Man Sentenced for 17-Year-Old Honor Student's Killing in Gardena

Cropped Hands Of Prisoner In Jail

Photo: Wilaipon Pasawat / EyeEm / EyeEm / Getty Images

TORRANCE (CNS) - A young man convicted of murdering a 17-year-old honor student in Gardena was sentenced Wednesday to 52 years to life in state prison.

Superior Court Judge Laura C. Ellison agreed with Deputy District Attorney Lindsay Kurtis' request for the maximum sentence for Marcos Medina, who was found guilty in June of one count each of first-degree murder for the Feb. 22, 2019, shooting of David Amaro-Poblano and being a felon in possession of a firearm.

Jurors also found true a gun allegation against the 24-year-old defendant.

The judge called it a "cold-blooded killing" of an innocent teen who didn't deserve to die that day, and said Medina did it "all for the glory of his gang."

--------------------------------

**What this task involves:**
Please state the sentence Marcos Medina received, according to the article on the Gardena sentencing.

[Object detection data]

--------------------------------

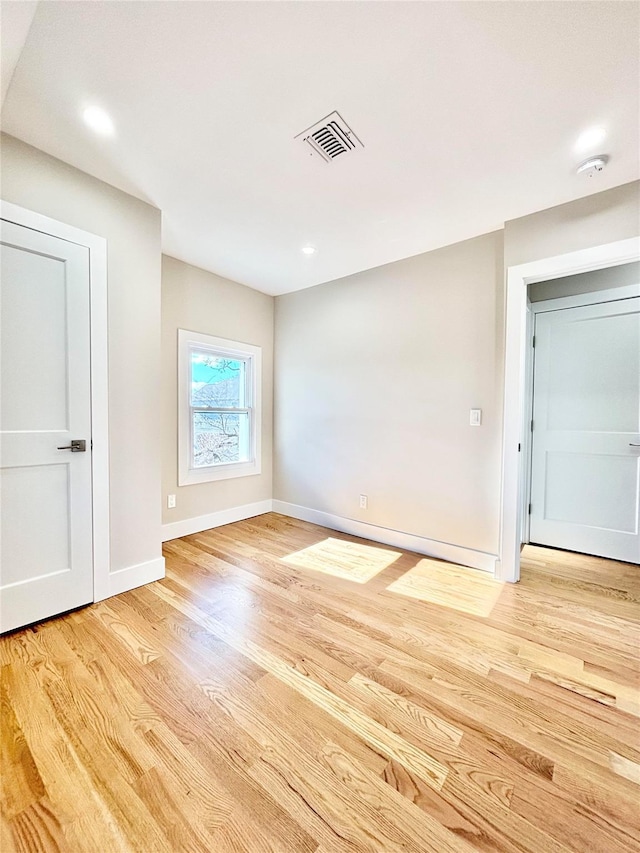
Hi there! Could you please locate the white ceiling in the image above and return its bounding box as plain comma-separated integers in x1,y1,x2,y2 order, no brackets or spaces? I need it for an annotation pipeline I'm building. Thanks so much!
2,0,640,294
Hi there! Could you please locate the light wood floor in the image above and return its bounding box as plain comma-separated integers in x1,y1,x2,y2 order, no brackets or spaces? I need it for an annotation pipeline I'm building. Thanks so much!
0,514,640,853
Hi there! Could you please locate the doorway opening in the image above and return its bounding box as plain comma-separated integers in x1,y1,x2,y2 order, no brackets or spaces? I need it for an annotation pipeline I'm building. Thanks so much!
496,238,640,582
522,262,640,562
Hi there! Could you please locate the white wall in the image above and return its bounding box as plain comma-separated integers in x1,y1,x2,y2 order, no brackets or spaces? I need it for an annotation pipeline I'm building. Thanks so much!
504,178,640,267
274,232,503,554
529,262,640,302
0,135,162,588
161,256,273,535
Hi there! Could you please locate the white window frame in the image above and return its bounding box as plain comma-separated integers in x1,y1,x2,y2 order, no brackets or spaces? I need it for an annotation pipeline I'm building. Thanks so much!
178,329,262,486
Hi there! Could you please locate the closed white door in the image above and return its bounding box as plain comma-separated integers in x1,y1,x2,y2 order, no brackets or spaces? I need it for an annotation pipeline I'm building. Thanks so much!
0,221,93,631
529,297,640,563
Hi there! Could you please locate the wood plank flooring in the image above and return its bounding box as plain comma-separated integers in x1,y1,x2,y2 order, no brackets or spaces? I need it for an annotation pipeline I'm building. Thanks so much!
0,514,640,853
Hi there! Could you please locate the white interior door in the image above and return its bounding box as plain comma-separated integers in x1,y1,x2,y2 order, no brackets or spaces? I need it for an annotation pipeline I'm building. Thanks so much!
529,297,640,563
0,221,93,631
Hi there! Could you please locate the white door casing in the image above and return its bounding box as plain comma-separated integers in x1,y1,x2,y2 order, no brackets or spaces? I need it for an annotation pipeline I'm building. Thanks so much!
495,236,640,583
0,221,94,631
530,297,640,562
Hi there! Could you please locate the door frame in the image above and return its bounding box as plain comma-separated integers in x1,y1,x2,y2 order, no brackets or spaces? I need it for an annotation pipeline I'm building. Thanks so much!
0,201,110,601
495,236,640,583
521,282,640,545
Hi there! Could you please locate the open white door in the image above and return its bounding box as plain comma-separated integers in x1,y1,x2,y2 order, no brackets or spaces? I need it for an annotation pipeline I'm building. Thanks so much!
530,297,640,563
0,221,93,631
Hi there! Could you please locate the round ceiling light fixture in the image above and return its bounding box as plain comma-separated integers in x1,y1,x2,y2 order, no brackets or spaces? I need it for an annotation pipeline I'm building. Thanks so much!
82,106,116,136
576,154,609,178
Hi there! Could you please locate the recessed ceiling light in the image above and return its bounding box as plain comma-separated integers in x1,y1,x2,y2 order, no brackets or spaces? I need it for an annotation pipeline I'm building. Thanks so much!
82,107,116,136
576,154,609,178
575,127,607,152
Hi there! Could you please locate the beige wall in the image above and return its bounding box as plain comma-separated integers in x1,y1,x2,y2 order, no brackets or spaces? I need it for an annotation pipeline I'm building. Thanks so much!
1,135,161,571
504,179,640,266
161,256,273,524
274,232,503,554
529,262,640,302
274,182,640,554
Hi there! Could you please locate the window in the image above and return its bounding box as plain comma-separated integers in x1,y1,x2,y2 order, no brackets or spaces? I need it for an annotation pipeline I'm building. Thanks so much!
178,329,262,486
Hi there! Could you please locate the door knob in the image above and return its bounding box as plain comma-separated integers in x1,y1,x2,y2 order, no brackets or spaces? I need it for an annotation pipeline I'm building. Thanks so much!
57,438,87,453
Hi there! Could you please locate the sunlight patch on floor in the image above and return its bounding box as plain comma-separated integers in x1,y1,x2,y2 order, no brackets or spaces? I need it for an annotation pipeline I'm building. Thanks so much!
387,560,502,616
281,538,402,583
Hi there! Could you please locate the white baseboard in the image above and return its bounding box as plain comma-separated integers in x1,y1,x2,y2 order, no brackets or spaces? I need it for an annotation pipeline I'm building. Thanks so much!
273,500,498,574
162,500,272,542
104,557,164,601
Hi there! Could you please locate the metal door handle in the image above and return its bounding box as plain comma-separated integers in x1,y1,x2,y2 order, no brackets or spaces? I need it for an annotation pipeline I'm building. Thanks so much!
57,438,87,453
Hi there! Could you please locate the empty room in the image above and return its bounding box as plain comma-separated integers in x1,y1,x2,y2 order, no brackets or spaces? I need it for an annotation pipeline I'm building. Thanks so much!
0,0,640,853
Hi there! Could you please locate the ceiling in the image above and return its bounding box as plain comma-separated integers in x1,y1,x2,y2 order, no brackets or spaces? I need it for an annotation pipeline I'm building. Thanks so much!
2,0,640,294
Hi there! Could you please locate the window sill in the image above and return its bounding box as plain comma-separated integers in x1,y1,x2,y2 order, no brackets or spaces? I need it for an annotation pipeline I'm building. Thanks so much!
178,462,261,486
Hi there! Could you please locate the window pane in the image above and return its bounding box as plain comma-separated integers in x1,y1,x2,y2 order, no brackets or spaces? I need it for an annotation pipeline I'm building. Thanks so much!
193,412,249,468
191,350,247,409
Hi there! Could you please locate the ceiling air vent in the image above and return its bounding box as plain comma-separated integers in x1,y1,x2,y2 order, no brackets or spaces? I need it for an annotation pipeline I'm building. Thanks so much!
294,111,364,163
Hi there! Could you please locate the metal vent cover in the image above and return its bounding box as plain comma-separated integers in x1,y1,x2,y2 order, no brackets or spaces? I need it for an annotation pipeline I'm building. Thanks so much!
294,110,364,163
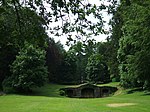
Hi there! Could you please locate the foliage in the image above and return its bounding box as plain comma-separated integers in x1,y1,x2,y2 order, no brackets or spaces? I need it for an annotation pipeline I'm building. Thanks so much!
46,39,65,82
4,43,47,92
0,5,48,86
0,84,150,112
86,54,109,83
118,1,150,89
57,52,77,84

--------------------------------

**Complete output:**
He was sentenced to 52 years to life in state prison.